Copy out the data below verbatim.
★ ★ ★ ★ ★
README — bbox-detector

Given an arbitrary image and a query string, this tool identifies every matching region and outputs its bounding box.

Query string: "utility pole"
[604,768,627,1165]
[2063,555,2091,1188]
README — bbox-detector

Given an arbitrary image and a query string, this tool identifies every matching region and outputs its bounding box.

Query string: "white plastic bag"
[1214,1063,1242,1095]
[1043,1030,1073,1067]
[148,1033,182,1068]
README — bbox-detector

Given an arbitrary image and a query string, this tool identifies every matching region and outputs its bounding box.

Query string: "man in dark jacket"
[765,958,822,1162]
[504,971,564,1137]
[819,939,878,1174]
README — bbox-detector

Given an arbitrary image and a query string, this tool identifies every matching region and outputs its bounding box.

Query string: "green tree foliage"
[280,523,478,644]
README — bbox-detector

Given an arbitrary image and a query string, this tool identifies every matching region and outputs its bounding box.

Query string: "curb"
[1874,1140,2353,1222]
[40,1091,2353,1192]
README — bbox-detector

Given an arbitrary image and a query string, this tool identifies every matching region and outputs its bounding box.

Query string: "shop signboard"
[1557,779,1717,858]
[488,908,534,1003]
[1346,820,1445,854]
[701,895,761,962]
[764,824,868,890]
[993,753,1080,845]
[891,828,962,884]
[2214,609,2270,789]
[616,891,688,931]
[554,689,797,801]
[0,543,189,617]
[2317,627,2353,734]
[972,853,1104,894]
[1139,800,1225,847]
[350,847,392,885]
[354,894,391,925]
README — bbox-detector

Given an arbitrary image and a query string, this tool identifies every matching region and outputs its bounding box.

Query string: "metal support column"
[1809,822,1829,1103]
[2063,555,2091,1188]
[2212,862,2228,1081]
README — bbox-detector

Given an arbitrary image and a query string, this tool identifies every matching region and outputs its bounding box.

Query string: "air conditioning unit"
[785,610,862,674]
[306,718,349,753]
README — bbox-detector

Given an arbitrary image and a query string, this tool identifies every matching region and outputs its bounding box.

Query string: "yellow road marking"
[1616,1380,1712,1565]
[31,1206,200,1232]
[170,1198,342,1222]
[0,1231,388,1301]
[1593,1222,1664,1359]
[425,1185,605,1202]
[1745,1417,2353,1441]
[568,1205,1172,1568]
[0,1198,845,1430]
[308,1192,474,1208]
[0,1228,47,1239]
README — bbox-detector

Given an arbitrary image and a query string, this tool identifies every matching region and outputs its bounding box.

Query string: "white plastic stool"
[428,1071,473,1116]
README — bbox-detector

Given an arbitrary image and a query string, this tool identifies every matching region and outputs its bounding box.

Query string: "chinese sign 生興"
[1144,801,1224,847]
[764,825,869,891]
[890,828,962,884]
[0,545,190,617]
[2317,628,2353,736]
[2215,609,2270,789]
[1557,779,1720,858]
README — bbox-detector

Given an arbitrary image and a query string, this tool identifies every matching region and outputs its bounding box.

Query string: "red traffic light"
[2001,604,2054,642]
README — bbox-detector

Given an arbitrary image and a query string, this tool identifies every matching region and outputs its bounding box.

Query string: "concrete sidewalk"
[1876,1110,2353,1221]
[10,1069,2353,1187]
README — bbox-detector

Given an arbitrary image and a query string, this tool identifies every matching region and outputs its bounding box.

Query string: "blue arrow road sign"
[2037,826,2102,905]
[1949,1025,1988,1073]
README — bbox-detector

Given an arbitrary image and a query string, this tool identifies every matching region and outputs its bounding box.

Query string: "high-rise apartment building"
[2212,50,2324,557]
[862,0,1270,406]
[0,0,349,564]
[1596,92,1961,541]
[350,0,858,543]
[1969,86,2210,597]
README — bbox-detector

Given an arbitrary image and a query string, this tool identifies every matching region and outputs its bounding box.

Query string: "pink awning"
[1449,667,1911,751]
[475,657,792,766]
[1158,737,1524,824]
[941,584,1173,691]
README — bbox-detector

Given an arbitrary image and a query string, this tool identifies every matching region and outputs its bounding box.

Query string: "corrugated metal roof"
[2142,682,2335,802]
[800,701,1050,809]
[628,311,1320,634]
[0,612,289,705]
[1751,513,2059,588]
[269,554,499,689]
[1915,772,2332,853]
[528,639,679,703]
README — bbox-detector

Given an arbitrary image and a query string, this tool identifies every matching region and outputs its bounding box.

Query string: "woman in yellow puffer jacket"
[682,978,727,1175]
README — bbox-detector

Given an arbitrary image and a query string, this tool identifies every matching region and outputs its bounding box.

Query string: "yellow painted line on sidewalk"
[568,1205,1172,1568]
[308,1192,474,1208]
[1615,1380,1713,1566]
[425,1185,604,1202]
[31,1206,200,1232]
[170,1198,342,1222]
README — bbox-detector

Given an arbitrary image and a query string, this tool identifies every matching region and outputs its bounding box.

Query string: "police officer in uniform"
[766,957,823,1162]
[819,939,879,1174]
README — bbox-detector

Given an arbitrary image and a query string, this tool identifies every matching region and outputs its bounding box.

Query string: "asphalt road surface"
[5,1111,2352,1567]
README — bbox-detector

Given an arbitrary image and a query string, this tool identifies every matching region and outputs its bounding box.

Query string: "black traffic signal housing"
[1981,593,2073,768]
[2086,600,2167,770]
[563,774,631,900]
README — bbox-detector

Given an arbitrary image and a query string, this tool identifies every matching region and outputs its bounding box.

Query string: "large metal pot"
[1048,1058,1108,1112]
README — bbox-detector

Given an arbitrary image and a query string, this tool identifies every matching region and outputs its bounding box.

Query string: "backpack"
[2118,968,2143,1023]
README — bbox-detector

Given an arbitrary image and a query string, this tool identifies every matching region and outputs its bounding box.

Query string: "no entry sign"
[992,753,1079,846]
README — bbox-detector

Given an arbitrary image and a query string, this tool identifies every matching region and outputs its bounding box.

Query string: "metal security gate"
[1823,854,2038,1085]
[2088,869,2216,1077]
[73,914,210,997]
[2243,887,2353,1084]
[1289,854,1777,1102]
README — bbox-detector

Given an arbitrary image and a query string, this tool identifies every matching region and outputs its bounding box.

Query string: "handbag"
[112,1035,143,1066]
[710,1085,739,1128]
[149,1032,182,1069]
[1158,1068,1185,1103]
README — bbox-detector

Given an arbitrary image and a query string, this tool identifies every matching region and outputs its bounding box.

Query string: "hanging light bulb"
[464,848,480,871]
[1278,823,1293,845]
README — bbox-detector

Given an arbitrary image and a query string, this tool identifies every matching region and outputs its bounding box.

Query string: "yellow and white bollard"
★ ★ ★ ★ ★
• EXERCISE SOLUTION:
README — bbox-detector

Given an arbitrary image and a query string, this tool identifies every matching region and outputs its bounding box.

Query string: "utility pole"
[604,768,627,1165]
[2063,555,2091,1188]
README — bbox-detector

Given an arbitrary image and a query string, this tool identifies every matching region and outputs its bounding box.

Query string: "white plastic bag"
[1214,1063,1242,1095]
[1043,1030,1073,1067]
[148,1033,182,1068]
README — bbox-detector

Given an arbitrary image and a query string, this tool identifies every matching region and outputs its bounding box.

Query string: "man in dark jacket"
[765,958,822,1162]
[504,971,564,1137]
[819,939,878,1174]
README — bbox-detector

Given an arbitrary image and a query string, this tool identifies every matching region and outputs its bounding box.

Query string: "green tree foliage"
[280,523,478,644]
README — bbox-detector

Given an arbitrary image and a query string, this tool identifies every matching region and outputs its bounding box.

Query string: "curb"
[1874,1140,2353,1222]
[40,1091,2353,1192]
README — bbox-detector

Given an arbitrary image and a query string, this tool identifies every matching region and outputs its bounding box.

Query string: "shop signboard"
[1557,779,1717,858]
[488,908,534,1003]
[1346,820,1445,854]
[701,895,761,962]
[764,824,868,890]
[993,753,1080,845]
[891,828,962,884]
[2214,609,2270,789]
[616,891,688,931]
[554,689,797,801]
[0,543,189,617]
[2317,627,2353,734]
[972,853,1104,894]
[1139,800,1225,847]
[350,847,392,885]
[354,894,391,925]
README — bbox-detector

Given an arbitrary image and a query string, this tool identifies every matching region and outputs its bounding box.

Query string: "metal support column"
[1809,822,1829,1103]
[2063,555,2091,1188]
[2212,862,2228,1081]
README — bbox-detector

Given an arbitrary image and a query string, this tool identifies every matching region and outputs its bounding box.

Query string: "air conditioning unit"
[785,610,862,674]
[306,718,349,753]
README — bbox-detector

Given an arbitrary image and a query string, this tool identifies every matching region and outputs its bounding box.

Query string: "yellow road marking"
[1616,1380,1712,1565]
[31,1206,200,1232]
[170,1198,342,1222]
[0,1231,388,1301]
[1593,1222,1664,1359]
[425,1185,605,1202]
[1745,1417,2353,1441]
[568,1205,1172,1568]
[0,1198,845,1430]
[308,1192,474,1208]
[0,1228,47,1239]
README — bbox-detector

Given an arbitrary image and a query string, this tool identifies every matching region and outputs its bounding box.

Query string: "white plastic stool"
[428,1071,473,1116]
README — bbox-detector

Given an arbitrary image and a query string, this tool identifies every matching region and outputs its bounding box.

Query string: "chinese sign 生興"
[1144,801,1224,847]
[764,825,869,891]
[890,828,962,884]
[0,545,190,617]
[2317,628,2353,736]
[2215,609,2270,789]
[1557,779,1720,858]
README — bbox-detector

Given an arbitrary image and a query string, this tool identifies every matching region and outputs its bounding box.

Query string: "red traffic light"
[2001,604,2054,642]
README — bbox-detector

Given an arbitrary image and a query string, this tool identifies every matching region and outputs its bounding box.

Query string: "concrete sidewalk"
[1876,1110,2353,1221]
[10,1069,2353,1187]
README — bbox-detector

Given an arbitrary image and a query string, this tool identifies every matching region and outputs its bounding box.

Query string: "blue arrow road sign"
[2037,826,2102,905]
[1949,1025,1988,1073]
README — bbox-detector

Given an arbitrary image and a query string, this tool identifies every matching region and outputs its bounding box.

Query string: "high-rise apartment building"
[2212,50,2324,557]
[862,0,1270,406]
[0,0,349,564]
[1596,92,1961,541]
[350,0,858,543]
[1969,86,2210,597]
README — bbox-detector

Given an arbitrary image and a query string, this tool identifies every matching region and outputs its bounding box.

Query string: "pink awning"
[1449,667,1911,751]
[475,657,792,766]
[1158,737,1524,824]
[941,584,1173,691]
README — bbox-detector

Given an arbitrary image and a query string, this tool identifies every matching region and outputs its bounding box.

Query string: "corrugated metal roof"
[2142,682,2335,802]
[800,701,1050,809]
[628,311,1320,634]
[0,612,289,705]
[1751,513,2059,588]
[269,554,499,689]
[1915,772,2332,853]
[528,639,679,703]
README — bbox-detector

Given an arbitrary image and a query string, this tool identifies every matching region and outputs its bounding box.

Query string: "woman in yellow puffer jacket"
[682,978,727,1175]
README — bbox-detector

Given an arbitrary image and a query string, this tool identifies every matching region and outputs its bounding box.

Query string: "yellow painted line on sidewalk"
[568,1205,1172,1568]
[308,1192,474,1208]
[1615,1380,1713,1566]
[425,1185,604,1202]
[31,1206,200,1232]
[170,1198,342,1222]
README — bbox-detector

Given an arbitrary image and a query string, this tool identifies every matching region and outputs its bounding box.

Query string: "police officer in uniform"
[766,957,823,1162]
[819,939,879,1174]
README — bbox-detector

Given an arbitrary image and a query string, this tool identifies every matching region and outputs its bounding box.

Query string: "asphalt road surface"
[5,1111,2352,1567]
README — bbox-detector

Given an arbitrary image and a query string, this tool identifies every matching region and outputs its bounding box.

Query string: "black traffic signal housing"
[1981,593,2073,768]
[2086,600,2167,770]
[563,774,631,900]
README — bbox-detector

Given an arbitrary image and a query string, this tool identifies every matching region and outputs its bounding box.

Query string: "large metal pot"
[1048,1058,1108,1112]
README — bbox-detector

Given an arbitrary image and a query string, this tool identifies every matching region and outputs its bounding box.

Query string: "backpack"
[2118,968,2143,1023]
README — bbox-detector

Given an arbitrary image and a query string, this tool identifies every matching region and outputs its bounding box.

Query string: "no entry sign"
[992,753,1079,846]
README — bbox-detector

Given an arbitrary image and a query string, this tool identifies every matching region and outputs its bounding box.

Query string: "metal security gate"
[1823,854,2038,1085]
[2088,869,2216,1077]
[73,914,210,997]
[2243,887,2353,1084]
[1289,854,1777,1102]
README — bbox-detector

Given an arbitrary image and a query string, this tool identifies every matching region and outputs its bounding box.

Query string: "handbag"
[112,1035,143,1066]
[710,1085,739,1128]
[149,1032,182,1069]
[1158,1068,1185,1103]
README — bbox-detector

Given an arbitrary image and a query string, this tool identifies every matching region and outputs its bounding box.

Query string: "hanging light bulb"
[464,848,480,871]
[1278,823,1293,845]
README — bbox-detector

Given an arbitrary image and a query string, this tool identifies every matching region and outputs its bounding box.

Query string: "yellow and white bollard"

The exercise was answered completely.